What is expected:
Your task is to print all of the material verbatim.
>> start
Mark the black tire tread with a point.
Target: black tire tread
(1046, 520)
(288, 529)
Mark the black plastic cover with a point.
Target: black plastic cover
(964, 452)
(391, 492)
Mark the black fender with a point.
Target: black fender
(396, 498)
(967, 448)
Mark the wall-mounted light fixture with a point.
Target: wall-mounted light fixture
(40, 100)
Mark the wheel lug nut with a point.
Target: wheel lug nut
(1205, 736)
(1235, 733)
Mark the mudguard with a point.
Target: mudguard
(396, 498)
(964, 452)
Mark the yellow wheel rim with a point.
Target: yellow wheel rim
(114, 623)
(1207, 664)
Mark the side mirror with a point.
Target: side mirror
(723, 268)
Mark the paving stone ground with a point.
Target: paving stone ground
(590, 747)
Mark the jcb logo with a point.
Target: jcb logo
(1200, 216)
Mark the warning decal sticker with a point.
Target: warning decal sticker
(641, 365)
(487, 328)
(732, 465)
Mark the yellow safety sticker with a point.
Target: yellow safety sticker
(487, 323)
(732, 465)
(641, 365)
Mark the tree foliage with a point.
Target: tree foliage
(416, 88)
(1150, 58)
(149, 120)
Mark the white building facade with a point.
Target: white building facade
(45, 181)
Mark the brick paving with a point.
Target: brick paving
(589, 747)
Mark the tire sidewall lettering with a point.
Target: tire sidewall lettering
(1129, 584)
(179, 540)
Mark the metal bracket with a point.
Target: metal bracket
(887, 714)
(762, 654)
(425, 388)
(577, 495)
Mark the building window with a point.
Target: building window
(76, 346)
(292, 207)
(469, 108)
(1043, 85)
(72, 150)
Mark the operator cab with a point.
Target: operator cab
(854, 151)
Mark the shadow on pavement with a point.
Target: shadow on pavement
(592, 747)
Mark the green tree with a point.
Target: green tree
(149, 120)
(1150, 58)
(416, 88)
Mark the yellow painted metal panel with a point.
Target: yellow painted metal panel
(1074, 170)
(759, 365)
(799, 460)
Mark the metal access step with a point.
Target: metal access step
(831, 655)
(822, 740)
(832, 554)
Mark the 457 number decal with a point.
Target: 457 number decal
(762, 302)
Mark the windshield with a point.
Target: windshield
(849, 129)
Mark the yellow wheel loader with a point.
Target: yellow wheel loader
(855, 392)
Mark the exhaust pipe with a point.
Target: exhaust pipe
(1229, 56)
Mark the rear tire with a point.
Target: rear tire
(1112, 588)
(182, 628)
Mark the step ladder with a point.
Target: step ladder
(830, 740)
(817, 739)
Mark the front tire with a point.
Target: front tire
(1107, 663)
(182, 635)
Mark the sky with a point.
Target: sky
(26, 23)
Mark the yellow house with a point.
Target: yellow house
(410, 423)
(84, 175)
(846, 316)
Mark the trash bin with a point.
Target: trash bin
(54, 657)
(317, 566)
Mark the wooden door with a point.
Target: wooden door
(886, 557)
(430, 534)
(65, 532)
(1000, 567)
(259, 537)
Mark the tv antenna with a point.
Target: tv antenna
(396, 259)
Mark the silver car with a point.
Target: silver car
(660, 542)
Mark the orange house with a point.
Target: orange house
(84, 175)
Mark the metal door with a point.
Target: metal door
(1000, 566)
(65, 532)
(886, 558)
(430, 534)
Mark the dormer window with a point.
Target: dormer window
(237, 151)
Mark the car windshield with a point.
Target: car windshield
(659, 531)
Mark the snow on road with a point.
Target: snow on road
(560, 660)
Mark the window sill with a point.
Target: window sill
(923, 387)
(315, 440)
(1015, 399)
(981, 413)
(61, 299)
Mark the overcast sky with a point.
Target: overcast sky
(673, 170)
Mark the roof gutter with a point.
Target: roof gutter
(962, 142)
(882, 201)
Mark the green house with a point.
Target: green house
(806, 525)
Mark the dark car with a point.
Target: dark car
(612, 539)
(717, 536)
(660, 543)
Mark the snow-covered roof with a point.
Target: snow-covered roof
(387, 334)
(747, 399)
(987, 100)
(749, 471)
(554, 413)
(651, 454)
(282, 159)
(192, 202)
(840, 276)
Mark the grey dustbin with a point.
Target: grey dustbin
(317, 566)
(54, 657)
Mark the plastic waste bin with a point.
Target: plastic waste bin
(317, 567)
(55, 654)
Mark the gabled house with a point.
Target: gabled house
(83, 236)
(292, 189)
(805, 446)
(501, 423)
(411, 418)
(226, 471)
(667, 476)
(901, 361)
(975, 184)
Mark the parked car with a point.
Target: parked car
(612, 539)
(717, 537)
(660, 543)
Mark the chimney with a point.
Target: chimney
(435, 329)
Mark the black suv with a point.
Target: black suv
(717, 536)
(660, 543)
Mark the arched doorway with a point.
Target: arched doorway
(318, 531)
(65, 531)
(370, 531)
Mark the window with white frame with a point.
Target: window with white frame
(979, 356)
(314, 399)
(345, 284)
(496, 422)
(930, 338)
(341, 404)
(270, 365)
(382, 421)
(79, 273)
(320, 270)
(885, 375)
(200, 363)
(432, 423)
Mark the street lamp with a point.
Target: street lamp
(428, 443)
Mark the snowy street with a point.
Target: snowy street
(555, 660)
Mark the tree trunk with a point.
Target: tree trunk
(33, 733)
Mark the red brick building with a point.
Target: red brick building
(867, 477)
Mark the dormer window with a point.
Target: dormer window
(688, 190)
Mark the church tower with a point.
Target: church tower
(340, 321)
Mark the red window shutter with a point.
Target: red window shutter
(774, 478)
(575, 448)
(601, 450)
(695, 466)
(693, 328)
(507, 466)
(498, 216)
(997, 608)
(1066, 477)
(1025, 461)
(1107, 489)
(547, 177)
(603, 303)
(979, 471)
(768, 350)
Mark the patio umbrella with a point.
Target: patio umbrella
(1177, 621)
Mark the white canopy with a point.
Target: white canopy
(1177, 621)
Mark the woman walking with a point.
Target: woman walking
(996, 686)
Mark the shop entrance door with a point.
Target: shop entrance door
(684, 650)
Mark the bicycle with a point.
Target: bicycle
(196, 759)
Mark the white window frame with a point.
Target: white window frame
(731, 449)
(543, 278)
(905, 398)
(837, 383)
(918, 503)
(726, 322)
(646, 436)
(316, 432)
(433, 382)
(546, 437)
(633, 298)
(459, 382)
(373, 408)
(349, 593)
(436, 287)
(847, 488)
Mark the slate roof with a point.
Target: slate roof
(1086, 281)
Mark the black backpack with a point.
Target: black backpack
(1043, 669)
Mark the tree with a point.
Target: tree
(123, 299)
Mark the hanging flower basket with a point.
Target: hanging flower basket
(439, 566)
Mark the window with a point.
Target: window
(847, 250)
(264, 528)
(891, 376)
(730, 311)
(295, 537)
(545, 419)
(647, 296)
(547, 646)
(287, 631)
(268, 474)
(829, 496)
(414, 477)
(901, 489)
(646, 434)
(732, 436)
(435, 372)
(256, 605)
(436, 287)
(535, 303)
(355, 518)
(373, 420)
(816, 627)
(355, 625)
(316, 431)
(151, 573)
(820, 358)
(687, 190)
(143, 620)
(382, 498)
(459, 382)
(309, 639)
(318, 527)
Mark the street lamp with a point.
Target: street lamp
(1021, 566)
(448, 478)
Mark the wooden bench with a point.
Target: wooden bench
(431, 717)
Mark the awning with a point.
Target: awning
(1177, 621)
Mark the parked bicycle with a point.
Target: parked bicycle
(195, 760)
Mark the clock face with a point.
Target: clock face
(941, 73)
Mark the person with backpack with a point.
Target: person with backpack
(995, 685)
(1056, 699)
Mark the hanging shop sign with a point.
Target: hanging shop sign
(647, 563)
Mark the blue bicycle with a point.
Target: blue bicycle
>> end
Reply:
Mark the black tire tread with a point.
Target: black tire tread
(1046, 520)
(288, 529)
Mark the black plastic cover with a point.
Target: black plastic cover
(964, 452)
(391, 492)
Mark the black fender with a point.
Target: black fender
(396, 498)
(967, 448)
Mark the wall-mounted light fixture with a point.
Target: wall-mounted light fixture
(40, 100)
Mark the wheel lug nut with a point.
Target: wheel lug nut
(1205, 736)
(1235, 733)
Mark the mudguard with a point.
Target: mudguard
(396, 498)
(964, 452)
Mark the yellow wheel rim with a point.
Target: yellow wheel rim
(114, 623)
(1207, 664)
Mark the side mirror with a point.
Target: side mirror
(723, 268)
Mark the paving stone ground with a point.
Target: paving stone ground
(590, 747)
Mark the jcb logo with a point.
Target: jcb logo
(1200, 216)
Mark the warning decal sticker with a point.
Target: warning decal sticker
(641, 365)
(487, 328)
(732, 465)
Mark the yellow safety sticker with a point.
Target: yellow safety sticker
(487, 323)
(732, 465)
(641, 365)
Mark the tree foliage with a point.
Target: tree foliage
(416, 88)
(1150, 58)
(149, 120)
Mark the white building facade with a point.
Target: white building facade
(45, 181)
Mark the brick paving with a point.
Target: brick paving
(589, 747)
Mark the tire sidewall lettering with a point.
Target: tire sidewall lettering
(1129, 584)
(179, 540)
Mark the metal bracket with a point.
Target: metal bracket
(887, 714)
(762, 654)
(425, 388)
(577, 495)
Mark the building window with a point.
Target: building window
(76, 346)
(292, 207)
(469, 108)
(1043, 85)
(72, 150)
Mark the operator cab with a point.
Target: operator cab
(854, 151)
Mark the shadow on pavement with a point.
Target: shadow on pavement
(592, 747)
Mark the green tree with a point.
Target: green tree
(149, 120)
(1150, 58)
(416, 88)
Mark the yellow painted metal panel with a point.
Target: yellow painted metal panel
(1074, 170)
(759, 365)
(799, 460)
Mark the metal access step with a point.
Target: metal access step
(831, 655)
(822, 740)
(832, 554)
Mark the 457 number decal with a point.
Target: 457 number decal
(762, 302)
Mark the windshield with a point.
Target: windshield
(849, 129)
Mark the yellow wheel loader with a point.
Target: yellow wheel loader
(855, 392)
Mark the exhaust pipe with a point.
Target: exhaust pipe
(1229, 56)
Mark the rear tire with a point.
Target: rear tire
(1112, 588)
(182, 628)
Mark the step ladder with a point.
Target: step ladder
(830, 740)
(817, 739)
Mark the front tire with a point.
Target: front tire
(1107, 663)
(182, 635)
Mark the sky with a point.
Target: sky
(26, 23)
Mark the yellow house with a point.
Target: yellow house
(410, 423)
(84, 175)
(846, 316)
Mark the trash bin with a point.
Target: trash bin
(54, 657)
(317, 566)
Mark the wooden door with a point.
Target: wooden door
(886, 557)
(430, 534)
(65, 532)
(1000, 567)
(259, 537)
Mark the tv antenna with a point.
Target: tv antenna
(396, 259)
Mark the silver car with a point.
Target: silver car
(660, 542)
Mark the orange house with a point.
Target: orange house
(84, 175)
Mark the metal door with a point.
Target: metal door
(1000, 566)
(65, 532)
(886, 558)
(430, 534)
Mark the dormer window with a point.
Target: dormer window
(237, 151)
Mark the car windshield with a point.
Target: car windshield
(659, 531)
Mark the snow on road with a point.
Target: snow on road
(560, 660)
Mark the window sill with a point.
Target: window sill
(923, 387)
(315, 440)
(1015, 399)
(981, 413)
(61, 299)
Mark the overcast sky with a point.
Target: overcast sky
(673, 170)
Mark the roof gutter with a point.
Target: roof gutter
(962, 142)
(882, 201)
Mark the green house with a point.
Target: green house
(806, 525)
Mark the dark car with a point.
Target: dark car
(612, 539)
(717, 536)
(660, 543)
Mark the snow-covered roof with a point.
Target: snow-covered roof
(387, 334)
(747, 399)
(987, 100)
(749, 471)
(554, 413)
(651, 454)
(282, 159)
(192, 202)
(840, 276)
Mark the grey dustbin with a point.
Target: grey dustbin
(317, 566)
(54, 657)
Mark the plastic waste bin with a point.
Target: plastic waste bin
(317, 567)
(55, 654)
Mark the gabled house with a point.
Target: gabled house
(83, 236)
(292, 189)
(805, 446)
(501, 423)
(411, 418)
(226, 471)
(667, 476)
(901, 361)
(975, 184)
Mark the parked car with a point.
Target: parked car
(612, 539)
(717, 537)
(660, 543)
Mark the chimney with a point.
Target: chimney
(435, 329)
Mark the black suv with a point.
Target: black suv
(717, 536)
(660, 543)
Mark the arched doorway with a point.
Target: arched doorway
(318, 531)
(65, 531)
(370, 531)
Mark the window with white frame with a point.
Target: window with white frame
(979, 356)
(314, 399)
(345, 284)
(496, 422)
(930, 338)
(341, 404)
(270, 365)
(382, 421)
(79, 273)
(320, 270)
(885, 375)
(200, 363)
(432, 423)
Mark the street lamp with a point.
Target: street lamp
(428, 443)
Mark the snowy street with a point.
Target: snowy street
(555, 660)
Mark the tree trunk with a point.
Target: tree trunk
(33, 733)
Mark the red brick building with a point.
Target: red brick building
(867, 477)
Mark the dormer window with a point.
Target: dormer window
(688, 190)
Mark the church tower with a point.
Target: church tower
(340, 321)
Mark the red window shutter with a point.
Target: red window shutter
(774, 478)
(575, 448)
(601, 450)
(695, 466)
(693, 328)
(507, 466)
(498, 216)
(997, 608)
(1066, 477)
(1025, 461)
(1107, 489)
(547, 177)
(603, 303)
(979, 471)
(768, 350)
Mark the patio umbrella with a point.
Target: patio umbrella
(1177, 621)
Mark the white canopy with a point.
Target: white canopy
(1177, 621)
Mark the woman walking with a point.
Target: woman walking
(996, 686)
Mark the shop entrance door with a point.
Target: shop entrance door
(684, 650)
Mark the bicycle with a point.
Target: bicycle
(196, 759)
Mark the white window frame with a point.
Target: white window frame
(731, 449)
(543, 278)
(905, 398)
(837, 383)
(918, 503)
(726, 322)
(646, 436)
(316, 432)
(433, 382)
(546, 437)
(633, 298)
(459, 382)
(373, 408)
(349, 593)
(436, 287)
(847, 488)
Mark the slate roof with a point.
Target: slate roof
(1086, 281)
Mark the black backpack with a point.
Target: black backpack
(1043, 669)
Mark the tree with a point.
Target: tree
(123, 299)
Mark the hanging flower basket with a point.
Target: hanging flower basket
(439, 566)
Mark the window with a point.
Target: window
(847, 250)
(264, 528)
(891, 376)
(730, 311)
(295, 537)
(545, 419)
(647, 296)
(547, 646)
(287, 631)
(268, 474)
(829, 496)
(414, 477)
(901, 489)
(646, 434)
(732, 436)
(435, 372)
(256, 605)
(436, 287)
(535, 303)
(355, 518)
(373, 420)
(816, 627)
(355, 625)
(316, 431)
(151, 573)
(820, 358)
(687, 190)
(143, 620)
(382, 498)
(459, 382)
(309, 639)
(318, 527)
Mark the street lamp with a point.
Target: street lamp
(1021, 566)
(448, 478)
Mark the wooden bench with a point.
Target: wooden bench
(431, 717)
Mark the awning with a point.
Target: awning
(1177, 621)
Mark the parked bicycle with a point.
Target: parked bicycle
(195, 760)
Mark the clock face with a point.
Target: clock face
(941, 73)
Mark the person with backpack with a point.
Target: person with backpack
(995, 685)
(1056, 699)
Mark the hanging shop sign with a point.
Target: hanging shop sign
(647, 563)
Mark the blue bicycle with a point.
Target: blue bicycle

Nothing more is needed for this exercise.